**Input data:**
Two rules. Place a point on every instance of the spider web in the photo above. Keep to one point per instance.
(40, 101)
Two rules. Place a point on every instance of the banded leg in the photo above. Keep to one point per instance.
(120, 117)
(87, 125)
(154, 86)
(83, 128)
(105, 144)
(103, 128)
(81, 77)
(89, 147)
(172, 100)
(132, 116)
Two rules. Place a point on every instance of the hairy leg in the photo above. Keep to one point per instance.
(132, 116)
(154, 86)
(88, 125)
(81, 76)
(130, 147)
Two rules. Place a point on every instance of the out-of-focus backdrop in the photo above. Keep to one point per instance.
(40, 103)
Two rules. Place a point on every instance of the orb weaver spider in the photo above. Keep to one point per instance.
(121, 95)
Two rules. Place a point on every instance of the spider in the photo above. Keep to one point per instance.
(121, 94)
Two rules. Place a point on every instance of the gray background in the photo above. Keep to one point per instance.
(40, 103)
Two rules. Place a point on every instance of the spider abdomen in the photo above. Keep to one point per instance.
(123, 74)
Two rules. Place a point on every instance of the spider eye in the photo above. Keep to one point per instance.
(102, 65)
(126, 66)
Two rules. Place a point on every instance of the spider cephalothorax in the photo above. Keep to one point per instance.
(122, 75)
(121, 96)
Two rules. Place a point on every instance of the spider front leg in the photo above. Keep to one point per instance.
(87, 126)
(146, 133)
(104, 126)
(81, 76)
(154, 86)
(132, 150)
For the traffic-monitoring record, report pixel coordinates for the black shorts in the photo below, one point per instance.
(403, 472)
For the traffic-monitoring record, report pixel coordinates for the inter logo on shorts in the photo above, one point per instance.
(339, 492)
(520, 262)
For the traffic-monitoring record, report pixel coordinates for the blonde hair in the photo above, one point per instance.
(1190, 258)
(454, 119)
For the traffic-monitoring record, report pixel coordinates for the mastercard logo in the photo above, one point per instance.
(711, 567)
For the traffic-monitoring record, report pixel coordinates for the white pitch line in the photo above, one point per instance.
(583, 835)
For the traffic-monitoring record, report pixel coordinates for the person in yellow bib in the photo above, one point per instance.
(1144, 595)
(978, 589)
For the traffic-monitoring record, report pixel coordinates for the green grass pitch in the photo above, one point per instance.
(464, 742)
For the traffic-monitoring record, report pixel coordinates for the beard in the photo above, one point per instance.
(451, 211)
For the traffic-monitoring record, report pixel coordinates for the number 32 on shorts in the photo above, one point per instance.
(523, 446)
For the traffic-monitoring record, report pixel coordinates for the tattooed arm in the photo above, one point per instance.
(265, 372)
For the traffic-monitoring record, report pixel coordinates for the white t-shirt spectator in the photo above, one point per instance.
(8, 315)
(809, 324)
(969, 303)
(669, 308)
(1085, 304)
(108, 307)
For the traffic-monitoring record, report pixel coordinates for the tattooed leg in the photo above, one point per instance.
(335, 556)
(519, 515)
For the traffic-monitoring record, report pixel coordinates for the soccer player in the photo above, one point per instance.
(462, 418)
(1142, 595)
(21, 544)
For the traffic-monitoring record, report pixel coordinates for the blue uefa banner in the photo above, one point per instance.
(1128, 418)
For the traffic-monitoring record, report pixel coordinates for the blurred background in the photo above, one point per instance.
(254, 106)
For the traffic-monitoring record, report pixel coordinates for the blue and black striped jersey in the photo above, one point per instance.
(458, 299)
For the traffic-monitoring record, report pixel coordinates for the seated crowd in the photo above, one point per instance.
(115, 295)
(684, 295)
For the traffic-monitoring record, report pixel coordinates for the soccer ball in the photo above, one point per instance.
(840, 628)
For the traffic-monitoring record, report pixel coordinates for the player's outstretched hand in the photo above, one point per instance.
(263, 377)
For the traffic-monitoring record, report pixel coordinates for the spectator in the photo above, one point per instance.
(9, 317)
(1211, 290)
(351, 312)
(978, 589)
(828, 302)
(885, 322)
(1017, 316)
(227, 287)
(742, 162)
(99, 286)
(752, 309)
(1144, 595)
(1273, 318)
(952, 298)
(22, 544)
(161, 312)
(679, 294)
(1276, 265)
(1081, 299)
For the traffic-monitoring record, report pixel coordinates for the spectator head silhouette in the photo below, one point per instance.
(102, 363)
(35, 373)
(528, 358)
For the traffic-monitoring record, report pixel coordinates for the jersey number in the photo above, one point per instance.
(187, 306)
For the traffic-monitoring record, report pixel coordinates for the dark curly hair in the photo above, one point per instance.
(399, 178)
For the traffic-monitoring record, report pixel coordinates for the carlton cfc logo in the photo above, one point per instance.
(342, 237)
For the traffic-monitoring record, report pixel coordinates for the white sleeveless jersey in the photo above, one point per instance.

**Your instructions:** The lines to return run from the one containing "the blue uefa" through the last line of the material above. Please reproduce them exactly.

**Answer section:**
For the traffic-monitoring record, report pixel coordinates for the blue uefa banner in the photo above, one point per instance.
(1128, 418)
For the traffic-monitoring record, report pixel coordinates for the blurred background in the photo above, one point per instance.
(254, 106)
For the traffic-monitoring record, report pixel coordinates for the blue and black striped jersey in the photo above, one point per instance.
(458, 299)
For the traffic-monitoring record, report pixel coordinates for the seated crowd in the photo above, one point per instance.
(115, 295)
(684, 295)
For the traffic-monitoring record, report pixel coordinates for the soccer ball in the photo above, one point per instance.
(840, 628)
For the traffic-monitoring record, report pixel coordinates for the player's outstretched hand in the photo above, one point per instance.
(263, 377)
For the traffic-monitoring record, report pixel coordinates for the spectator in the photo above, one point per instance.
(9, 317)
(1211, 290)
(351, 312)
(978, 589)
(828, 302)
(885, 322)
(1017, 316)
(227, 287)
(742, 162)
(99, 286)
(752, 309)
(1144, 595)
(1273, 318)
(952, 298)
(22, 544)
(161, 312)
(679, 294)
(1276, 265)
(1081, 299)
For the traffic-monitoring record, report pixel coordinates for the spectator head silhouette in the photo below, one point per instance.
(102, 363)
(35, 373)
(528, 358)
For the traffic-monitoring record, report pixel coordinates for the jersey number in the photo above, one point per instance.
(187, 306)
For the traffic-monitoring record, report pixel coordinates for the dark curly hair in the photo above, one point per instance.
(399, 178)
For the traffic-monitoring record, report pixel coordinates for the carlton cfc logo in the photo above, one point per instance.
(342, 237)
For the traffic-monitoring record, report pixel coordinates for the white sleeveless jersey in the photo above, one point per instance.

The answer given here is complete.